WORK TO BE COMPLETED: Extract the final stretch of the data: the line that contains "Objective — one point per instance of the mint leaf" and every line after it, unaltered, and no other lines.
[[ RECORDS PROVIDED open ]]
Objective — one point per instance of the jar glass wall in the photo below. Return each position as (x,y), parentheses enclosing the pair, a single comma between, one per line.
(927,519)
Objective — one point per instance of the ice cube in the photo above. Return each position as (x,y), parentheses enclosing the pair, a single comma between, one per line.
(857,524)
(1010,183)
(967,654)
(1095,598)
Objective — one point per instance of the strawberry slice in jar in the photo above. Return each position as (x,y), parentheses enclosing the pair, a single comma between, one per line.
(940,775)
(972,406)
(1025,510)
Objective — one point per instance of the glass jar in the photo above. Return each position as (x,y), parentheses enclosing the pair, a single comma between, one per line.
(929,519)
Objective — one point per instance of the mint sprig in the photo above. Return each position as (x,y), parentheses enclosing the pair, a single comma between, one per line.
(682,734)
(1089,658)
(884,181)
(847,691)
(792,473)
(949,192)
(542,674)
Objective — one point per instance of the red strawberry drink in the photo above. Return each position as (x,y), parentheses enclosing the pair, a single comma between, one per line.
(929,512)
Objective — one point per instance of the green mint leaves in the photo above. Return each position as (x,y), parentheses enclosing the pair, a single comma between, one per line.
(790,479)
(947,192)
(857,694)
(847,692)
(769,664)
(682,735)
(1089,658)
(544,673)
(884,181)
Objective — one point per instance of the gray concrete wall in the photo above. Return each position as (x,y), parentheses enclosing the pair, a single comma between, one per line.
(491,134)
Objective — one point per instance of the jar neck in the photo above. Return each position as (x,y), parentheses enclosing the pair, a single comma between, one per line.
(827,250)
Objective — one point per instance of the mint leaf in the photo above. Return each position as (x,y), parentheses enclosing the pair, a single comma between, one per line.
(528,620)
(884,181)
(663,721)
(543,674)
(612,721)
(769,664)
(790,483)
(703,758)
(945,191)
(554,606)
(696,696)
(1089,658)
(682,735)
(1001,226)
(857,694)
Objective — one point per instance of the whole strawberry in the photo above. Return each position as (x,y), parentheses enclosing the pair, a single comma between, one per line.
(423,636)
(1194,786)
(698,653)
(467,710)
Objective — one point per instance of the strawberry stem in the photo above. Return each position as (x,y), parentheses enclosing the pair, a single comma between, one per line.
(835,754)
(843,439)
[[ RECORDS PROVIDED closed ]]
REPLY:
Objective — one point per instance of the mint leaf in the photo above. Return each position as (x,y), parentheses enclosing the pair, a single comma between, one per line.
(528,620)
(884,181)
(663,721)
(543,674)
(612,721)
(769,664)
(790,483)
(703,758)
(945,191)
(554,606)
(696,696)
(1089,658)
(682,735)
(1001,226)
(857,694)
Objective — one point per instance of the whole strawberry in the photo above. Return each position as (x,y), parentheses enclosing the pair, a single comma between, one per line.
(423,636)
(1194,786)
(698,653)
(467,710)
Objective — one point per instance of the strawberry stem in the photo above. Return each position as (x,y), parentheses enclosing the pair, a single comma between, one per line.
(835,754)
(843,439)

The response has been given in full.